>>>>

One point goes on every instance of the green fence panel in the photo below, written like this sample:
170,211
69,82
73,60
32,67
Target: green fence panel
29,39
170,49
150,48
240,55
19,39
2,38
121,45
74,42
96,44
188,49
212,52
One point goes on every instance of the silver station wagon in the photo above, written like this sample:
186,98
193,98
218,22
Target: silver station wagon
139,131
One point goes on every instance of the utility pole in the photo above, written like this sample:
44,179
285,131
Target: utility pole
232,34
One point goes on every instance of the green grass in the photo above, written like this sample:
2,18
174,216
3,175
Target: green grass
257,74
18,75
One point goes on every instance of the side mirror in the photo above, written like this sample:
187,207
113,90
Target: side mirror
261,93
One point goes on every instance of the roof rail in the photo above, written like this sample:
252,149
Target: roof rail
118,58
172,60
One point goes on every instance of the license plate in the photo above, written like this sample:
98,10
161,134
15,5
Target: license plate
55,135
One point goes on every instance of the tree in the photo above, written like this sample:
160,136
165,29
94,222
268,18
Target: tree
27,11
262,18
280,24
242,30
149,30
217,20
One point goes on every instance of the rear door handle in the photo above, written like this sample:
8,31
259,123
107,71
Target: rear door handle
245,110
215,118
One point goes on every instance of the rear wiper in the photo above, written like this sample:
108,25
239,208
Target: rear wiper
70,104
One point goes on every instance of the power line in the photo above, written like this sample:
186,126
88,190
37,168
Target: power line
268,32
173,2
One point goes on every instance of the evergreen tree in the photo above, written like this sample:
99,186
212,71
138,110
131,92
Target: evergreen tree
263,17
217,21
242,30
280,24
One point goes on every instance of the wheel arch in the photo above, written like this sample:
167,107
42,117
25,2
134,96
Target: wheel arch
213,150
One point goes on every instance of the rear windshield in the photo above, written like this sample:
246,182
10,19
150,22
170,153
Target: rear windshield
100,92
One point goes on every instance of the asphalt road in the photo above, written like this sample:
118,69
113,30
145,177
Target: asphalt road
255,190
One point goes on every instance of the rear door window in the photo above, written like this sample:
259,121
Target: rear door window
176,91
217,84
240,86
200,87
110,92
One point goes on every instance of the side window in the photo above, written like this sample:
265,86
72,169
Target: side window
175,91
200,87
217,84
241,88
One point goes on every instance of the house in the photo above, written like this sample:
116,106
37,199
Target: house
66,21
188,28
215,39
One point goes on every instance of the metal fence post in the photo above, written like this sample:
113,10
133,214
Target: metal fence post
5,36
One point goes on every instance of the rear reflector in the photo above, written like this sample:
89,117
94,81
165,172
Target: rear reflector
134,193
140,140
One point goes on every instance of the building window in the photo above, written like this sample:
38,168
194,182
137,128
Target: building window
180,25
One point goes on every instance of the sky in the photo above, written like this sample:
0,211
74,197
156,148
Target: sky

<<<<

▶ **REQUIRED WORK**: Can you give all of these rows again with every "instance" replaced by "occurrence" and nothing else changed?

▶ **REPLY TO THE TASK**:
One point goes on every occurrence of the green fence panel in the photo below, written like this sample:
170,211
69,82
73,60
32,67
Target: green fence panel
29,39
170,49
150,48
240,55
19,39
2,38
121,45
74,42
96,44
188,49
212,52
One point goes on every occurrence of the silver station wagon in the photo above, written like this sample:
186,98
193,98
218,22
Target: silver station wagon
139,131
One point goes on every occurrence of the utility pole in the photo above, written like this sample:
44,179
285,131
Target: utility pole
232,34
One point goes on every occurrence of the green grass in the photo above, written like this sample:
2,18
174,216
3,175
Target: green grass
257,74
18,75
One point goes on every occurrence of the side mirror in the photo above, written like this sample:
187,207
113,90
Target: side mirror
261,93
One point goes on every occurrence of the roof rail in the photo above, written like this sample:
252,149
Target: roof rail
118,58
172,60
One point goes on every occurrence of the license plate in the photo above, written like this sample:
98,10
161,134
15,5
Target: license plate
55,135
One point goes on every occurrence of the tree in the photo above, written like this sample:
160,136
165,29
94,222
268,18
Target: tree
27,11
262,18
280,24
242,30
149,30
217,20
One point goes on every occurrence of the rear door handle in the photo above, written like this sample:
8,31
259,123
107,71
Target: rear door handle
245,110
215,118
One point goes on every occurrence of the rear wiper in the photo above, written like this sample:
108,25
239,208
Target: rear wiper
70,104
One point goes on every occurrence of the power line in the photo above, written like this sample:
186,126
88,190
37,168
Target: power line
268,32
173,2
One point goes on every occurrence of the evergreen tree in the photo above, written like this sample:
99,186
212,71
138,110
131,92
Target: evergreen tree
263,17
217,21
242,30
280,24
One point goes on every occurrence of the wheel arch in the photo above, written like this sample:
167,107
42,117
25,2
134,96
Target: wheel arch
213,150
One point goes on every occurrence of the rear windshield in the photo above, written like this sample:
246,182
10,19
150,22
170,153
Target: rear windshield
100,92
One point goes on every occurrence of the asphalt road in the photo above, written like this sample:
118,69
113,30
145,177
Target: asphalt road
255,190
One point goes on every occurrence of the rear door window in the photo above, written like this sample:
259,121
Target: rear door window
176,91
217,84
240,86
200,87
110,92
One point goes on every occurrence of the side window in the photo above, written like this sample:
265,86
72,169
Target: side window
175,91
200,87
217,84
241,88
One point goes on every occurrence of the house in the photo above, written like this sample:
116,106
37,199
Target: house
66,21
188,28
215,39
One point goes on every occurrence of the metal fence post in the photo above, written like this sample:
113,10
133,214
Target: metal fence post
5,36
One point goes on every occurrence of the rear reflector in the photo above, written like this sample:
89,117
94,81
165,172
Target: rear reflector
134,193
140,140
One point goes on every occurrence of the building window in the photo above, written like this sample:
38,168
194,182
137,128
Target: building window
180,25
One point goes on every occurrence of the sky in the photo above, written like this sample:
0,211
74,197
156,148
Target: sky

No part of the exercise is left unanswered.